- **Information shown**:
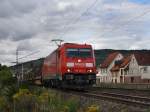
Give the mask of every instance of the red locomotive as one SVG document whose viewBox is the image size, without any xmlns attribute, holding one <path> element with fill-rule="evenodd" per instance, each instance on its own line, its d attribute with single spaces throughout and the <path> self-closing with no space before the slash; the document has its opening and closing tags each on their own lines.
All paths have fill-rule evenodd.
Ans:
<svg viewBox="0 0 150 112">
<path fill-rule="evenodd" d="M 46 58 L 11 67 L 19 80 L 52 87 L 85 88 L 96 81 L 91 45 L 65 43 Z"/>
<path fill-rule="evenodd" d="M 84 88 L 96 81 L 91 45 L 65 43 L 44 60 L 42 83 L 46 86 Z"/>
</svg>

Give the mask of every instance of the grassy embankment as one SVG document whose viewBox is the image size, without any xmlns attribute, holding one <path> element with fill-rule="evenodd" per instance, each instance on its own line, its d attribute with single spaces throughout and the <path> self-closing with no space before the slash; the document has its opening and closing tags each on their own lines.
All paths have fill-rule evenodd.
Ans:
<svg viewBox="0 0 150 112">
<path fill-rule="evenodd" d="M 9 68 L 0 65 L 0 112 L 99 112 L 99 108 L 81 107 L 78 98 L 64 98 L 45 88 L 18 87 Z"/>
</svg>

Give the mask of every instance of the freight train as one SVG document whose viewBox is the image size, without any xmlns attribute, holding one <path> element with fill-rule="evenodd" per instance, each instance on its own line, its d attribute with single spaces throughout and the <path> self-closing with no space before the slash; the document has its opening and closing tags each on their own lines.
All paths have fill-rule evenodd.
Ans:
<svg viewBox="0 0 150 112">
<path fill-rule="evenodd" d="M 20 80 L 48 87 L 84 89 L 96 82 L 94 50 L 88 44 L 64 43 L 46 58 L 11 68 Z"/>
</svg>

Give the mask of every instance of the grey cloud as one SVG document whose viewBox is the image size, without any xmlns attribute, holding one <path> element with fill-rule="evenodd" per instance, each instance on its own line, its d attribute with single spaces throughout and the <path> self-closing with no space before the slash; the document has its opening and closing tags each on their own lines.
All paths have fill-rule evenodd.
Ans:
<svg viewBox="0 0 150 112">
<path fill-rule="evenodd" d="M 22 40 L 18 44 L 17 49 L 19 51 L 33 51 L 35 49 L 35 46 L 30 40 Z"/>
<path fill-rule="evenodd" d="M 34 38 L 44 32 L 64 32 L 66 21 L 71 21 L 80 9 L 70 4 L 62 10 L 59 9 L 58 3 L 59 1 L 55 0 L 2 0 L 0 39 L 20 41 Z"/>
<path fill-rule="evenodd" d="M 34 0 L 1 0 L 0 17 L 8 18 L 30 13 L 36 8 Z"/>
<path fill-rule="evenodd" d="M 0 51 L 14 54 L 20 48 L 27 54 L 40 49 L 42 44 L 49 45 L 53 38 L 87 42 L 89 37 L 96 48 L 143 48 L 144 39 L 148 40 L 150 35 L 149 17 L 141 18 L 143 21 L 128 20 L 143 13 L 145 6 L 122 1 L 98 0 L 81 16 L 93 0 L 0 0 L 0 42 L 16 43 L 11 46 L 13 49 Z M 67 33 L 62 35 L 64 32 Z M 49 52 L 50 48 L 40 55 Z"/>
</svg>

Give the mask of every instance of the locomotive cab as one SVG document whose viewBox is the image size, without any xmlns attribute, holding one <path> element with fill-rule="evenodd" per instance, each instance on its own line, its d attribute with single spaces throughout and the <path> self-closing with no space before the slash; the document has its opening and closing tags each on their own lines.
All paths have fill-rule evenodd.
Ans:
<svg viewBox="0 0 150 112">
<path fill-rule="evenodd" d="M 44 85 L 85 88 L 96 81 L 95 57 L 91 45 L 65 43 L 44 60 Z"/>
<path fill-rule="evenodd" d="M 91 45 L 66 46 L 63 80 L 76 86 L 95 84 L 95 57 Z"/>
</svg>

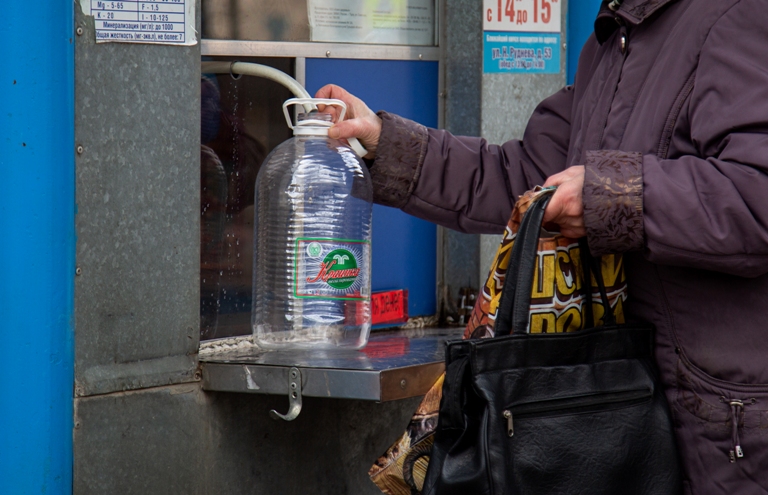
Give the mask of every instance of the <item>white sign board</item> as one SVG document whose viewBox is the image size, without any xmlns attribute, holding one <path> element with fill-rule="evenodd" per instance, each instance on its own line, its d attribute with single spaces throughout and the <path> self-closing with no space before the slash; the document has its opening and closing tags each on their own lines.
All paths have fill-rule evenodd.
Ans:
<svg viewBox="0 0 768 495">
<path fill-rule="evenodd" d="M 195 0 L 80 0 L 80 8 L 93 16 L 96 43 L 197 43 Z"/>
<path fill-rule="evenodd" d="M 483 0 L 483 31 L 559 33 L 561 0 Z"/>
<path fill-rule="evenodd" d="M 307 0 L 310 40 L 435 45 L 434 0 Z"/>
</svg>

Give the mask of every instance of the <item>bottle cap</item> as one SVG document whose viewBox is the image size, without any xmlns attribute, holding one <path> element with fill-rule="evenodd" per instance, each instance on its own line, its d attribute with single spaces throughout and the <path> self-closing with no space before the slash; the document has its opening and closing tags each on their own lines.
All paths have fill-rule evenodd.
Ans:
<svg viewBox="0 0 768 495">
<path fill-rule="evenodd" d="M 312 110 L 308 113 L 300 113 L 296 117 L 296 125 L 293 128 L 294 136 L 327 136 L 328 129 L 333 125 L 331 116 Z"/>
</svg>

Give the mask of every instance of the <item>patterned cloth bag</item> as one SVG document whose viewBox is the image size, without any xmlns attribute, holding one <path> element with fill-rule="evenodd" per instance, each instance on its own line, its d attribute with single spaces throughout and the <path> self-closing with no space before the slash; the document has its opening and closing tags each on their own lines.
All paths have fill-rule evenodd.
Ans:
<svg viewBox="0 0 768 495">
<path fill-rule="evenodd" d="M 528 191 L 515 204 L 488 280 L 464 331 L 465 339 L 494 336 L 493 329 L 512 245 L 523 214 L 542 190 L 537 187 Z M 554 333 L 583 329 L 586 322 L 584 306 L 587 290 L 590 289 L 594 295 L 592 301 L 596 326 L 602 325 L 601 319 L 605 310 L 600 303 L 598 284 L 594 277 L 590 277 L 590 283 L 585 284 L 579 243 L 576 239 L 542 231 L 537 261 L 531 288 L 529 332 Z M 614 309 L 617 323 L 624 323 L 623 303 L 627 298 L 627 282 L 622 257 L 603 256 L 601 269 L 608 300 Z M 441 375 L 424 396 L 402 437 L 376 460 L 368 472 L 371 480 L 382 492 L 388 495 L 420 493 L 437 426 L 443 378 L 444 375 Z"/>
</svg>

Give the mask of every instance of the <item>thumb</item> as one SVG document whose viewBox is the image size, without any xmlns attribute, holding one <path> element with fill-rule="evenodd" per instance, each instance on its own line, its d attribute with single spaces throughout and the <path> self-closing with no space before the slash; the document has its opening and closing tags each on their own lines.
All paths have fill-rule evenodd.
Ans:
<svg viewBox="0 0 768 495">
<path fill-rule="evenodd" d="M 328 136 L 333 139 L 347 139 L 355 137 L 358 139 L 365 139 L 368 137 L 369 132 L 366 129 L 366 122 L 362 119 L 345 120 L 335 124 L 328 130 Z"/>
</svg>

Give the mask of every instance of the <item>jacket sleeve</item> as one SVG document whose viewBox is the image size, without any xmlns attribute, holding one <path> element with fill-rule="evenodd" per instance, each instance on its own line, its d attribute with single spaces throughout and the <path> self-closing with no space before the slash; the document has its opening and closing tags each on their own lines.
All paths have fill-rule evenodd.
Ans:
<svg viewBox="0 0 768 495">
<path fill-rule="evenodd" d="M 572 102 L 572 88 L 563 88 L 536 108 L 522 140 L 500 146 L 380 112 L 374 201 L 462 232 L 497 234 L 519 195 L 565 168 Z"/>
<path fill-rule="evenodd" d="M 596 254 L 643 249 L 659 264 L 768 272 L 768 30 L 755 15 L 765 3 L 736 4 L 702 47 L 688 107 L 697 156 L 587 154 Z"/>
</svg>

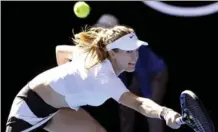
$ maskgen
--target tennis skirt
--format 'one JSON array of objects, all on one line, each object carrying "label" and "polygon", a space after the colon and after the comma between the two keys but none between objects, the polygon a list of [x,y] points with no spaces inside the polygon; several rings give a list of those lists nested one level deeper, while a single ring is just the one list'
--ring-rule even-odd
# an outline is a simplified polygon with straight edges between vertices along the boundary
[{"label": "tennis skirt", "polygon": [[13,101],[6,132],[45,131],[43,128],[57,111],[26,85]]}]

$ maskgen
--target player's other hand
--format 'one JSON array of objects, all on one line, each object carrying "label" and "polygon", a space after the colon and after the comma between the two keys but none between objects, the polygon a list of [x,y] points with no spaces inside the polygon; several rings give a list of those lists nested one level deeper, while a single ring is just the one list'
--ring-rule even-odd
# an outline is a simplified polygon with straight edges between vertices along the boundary
[{"label": "player's other hand", "polygon": [[181,115],[179,113],[175,112],[172,109],[164,107],[163,111],[161,112],[161,116],[166,121],[166,125],[169,126],[170,128],[172,128],[172,129],[180,128],[181,125],[179,125],[176,122],[176,119],[181,117]]}]

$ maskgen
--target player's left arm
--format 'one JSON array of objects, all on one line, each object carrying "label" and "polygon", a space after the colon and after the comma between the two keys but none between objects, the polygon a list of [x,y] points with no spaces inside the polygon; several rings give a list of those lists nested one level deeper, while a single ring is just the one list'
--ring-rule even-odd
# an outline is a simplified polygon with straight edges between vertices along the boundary
[{"label": "player's left arm", "polygon": [[58,45],[55,48],[56,61],[58,65],[65,64],[72,59],[74,46]]}]

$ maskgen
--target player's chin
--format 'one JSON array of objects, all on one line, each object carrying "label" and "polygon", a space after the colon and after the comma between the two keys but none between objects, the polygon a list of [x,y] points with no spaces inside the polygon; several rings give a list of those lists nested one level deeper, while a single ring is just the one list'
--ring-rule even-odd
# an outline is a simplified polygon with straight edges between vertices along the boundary
[{"label": "player's chin", "polygon": [[125,70],[126,72],[134,72],[135,71],[135,67],[134,68],[127,68],[126,70]]}]

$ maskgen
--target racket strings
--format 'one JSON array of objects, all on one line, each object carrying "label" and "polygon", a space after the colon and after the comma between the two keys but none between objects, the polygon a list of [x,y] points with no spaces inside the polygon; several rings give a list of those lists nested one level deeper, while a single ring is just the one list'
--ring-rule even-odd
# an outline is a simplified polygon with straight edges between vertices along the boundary
[{"label": "racket strings", "polygon": [[[190,108],[190,106],[188,106],[188,107]],[[196,117],[194,114],[194,112],[198,111],[200,108],[198,106],[193,106],[193,105],[191,107],[192,107],[192,109],[188,110],[189,116],[191,116],[189,118],[191,118],[191,120],[194,122],[194,126],[196,126],[198,130],[203,131],[204,128],[202,126],[202,121],[200,121],[201,119],[199,119],[199,118],[201,118],[201,115],[198,114],[198,117]],[[196,118],[193,118],[193,117],[196,117]]]},{"label": "racket strings", "polygon": [[201,130],[201,132],[203,131],[203,126],[201,125],[200,121],[197,120],[196,118],[193,118],[193,112],[191,112],[190,110],[186,110],[186,122],[188,122],[188,125],[191,126],[195,131]]},{"label": "racket strings", "polygon": [[[192,112],[189,111],[189,113],[193,116]],[[194,127],[196,131],[206,132],[204,131],[203,125],[200,123],[199,120],[197,120],[196,118],[192,118],[192,120],[194,123],[191,124],[191,126]]]},{"label": "racket strings", "polygon": [[190,97],[186,98],[188,113],[191,116],[191,120],[194,122],[194,126],[196,127],[198,132],[210,132],[211,125],[208,122],[207,117],[205,116],[202,107],[196,100],[193,100]]}]

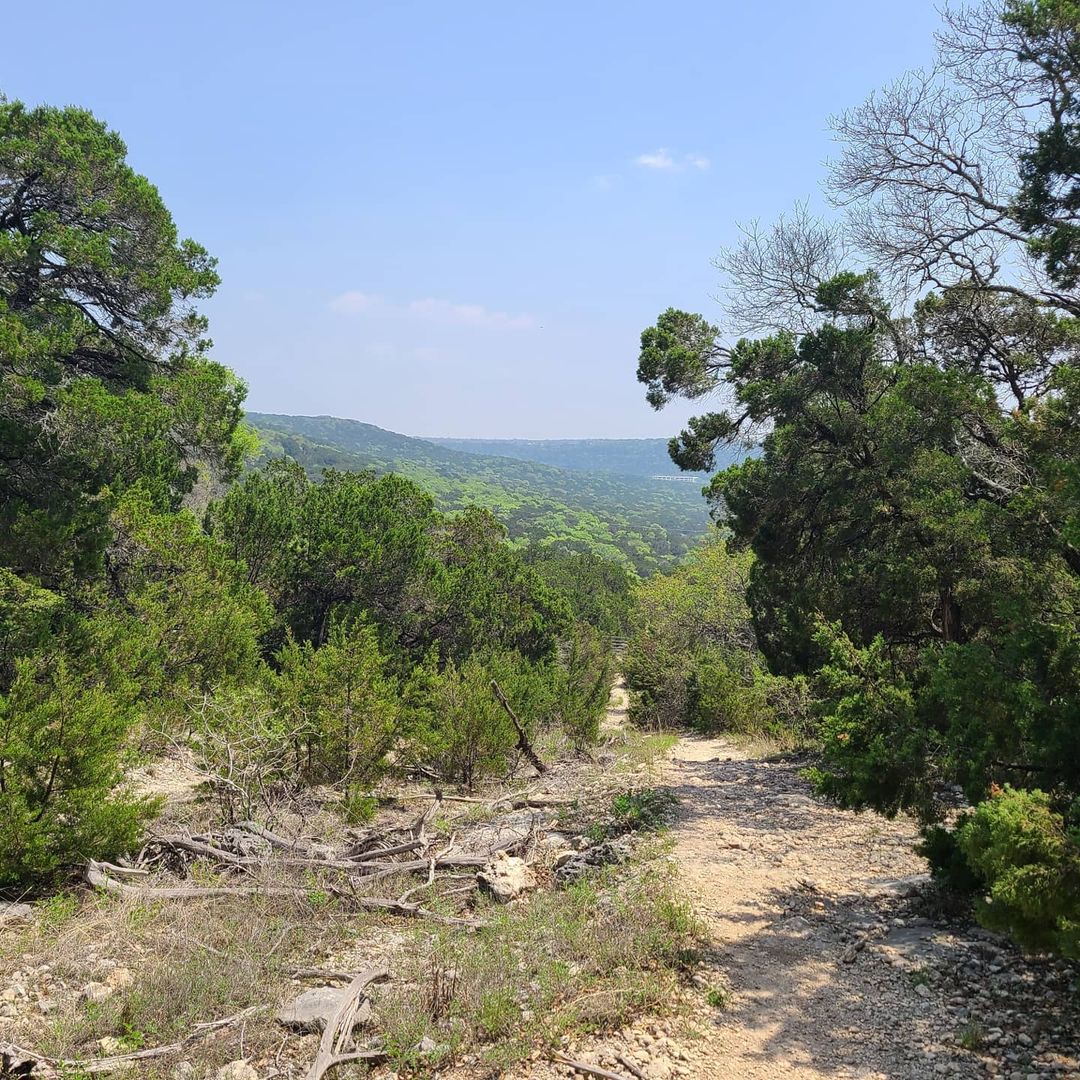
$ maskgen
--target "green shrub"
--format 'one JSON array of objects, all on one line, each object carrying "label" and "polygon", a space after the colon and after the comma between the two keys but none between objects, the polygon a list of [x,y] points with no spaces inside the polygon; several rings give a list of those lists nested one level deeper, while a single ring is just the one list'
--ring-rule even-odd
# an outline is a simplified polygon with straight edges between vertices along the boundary
[{"label": "green shrub", "polygon": [[599,635],[581,625],[563,655],[551,665],[554,714],[578,750],[592,746],[600,733],[600,720],[611,689],[611,653]]},{"label": "green shrub", "polygon": [[134,846],[154,805],[122,786],[132,720],[62,653],[15,662],[0,696],[0,888]]},{"label": "green shrub", "polygon": [[[504,679],[507,673],[500,672]],[[505,773],[517,746],[517,732],[492,693],[491,679],[491,666],[470,657],[441,672],[429,662],[411,688],[414,755],[439,776],[467,787],[481,776]],[[519,700],[518,689],[503,686],[527,723],[529,703]]]},{"label": "green shrub", "polygon": [[1080,956],[1080,829],[1042,791],[998,789],[957,829],[985,883],[980,922],[1032,949]]},{"label": "green shrub", "polygon": [[303,747],[305,778],[366,786],[381,771],[400,720],[374,627],[336,623],[321,648],[290,640],[276,659],[270,690],[284,729]]}]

- **Work to complete**:
Tell how many lines in the records above contain "locomotive", giving the number and no other words.

- **Finished exercise**:
2